* _Work to complete_
Can you rewrite the listing below as a numbered list, one entry per line, with any blank lines omitted?

Stored items
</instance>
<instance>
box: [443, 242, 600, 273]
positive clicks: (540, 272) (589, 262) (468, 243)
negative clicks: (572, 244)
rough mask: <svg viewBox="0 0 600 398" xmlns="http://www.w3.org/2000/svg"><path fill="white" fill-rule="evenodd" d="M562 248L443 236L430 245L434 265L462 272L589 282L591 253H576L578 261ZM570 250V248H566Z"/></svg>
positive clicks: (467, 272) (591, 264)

* _Reply_
1. </instance>
2. <instance>
3. box: [443, 242, 600, 273]
4. positive clicks: (540, 272) (589, 262) (468, 243)
5. negative clicks: (572, 244)
6. rough mask: <svg viewBox="0 0 600 398" xmlns="http://www.w3.org/2000/svg"><path fill="white" fill-rule="evenodd" d="M562 248L443 236L430 245L434 265L462 272L589 282L591 253H576L578 261ZM570 250V248H566Z"/></svg>
7. positive clicks: (467, 272) (591, 264)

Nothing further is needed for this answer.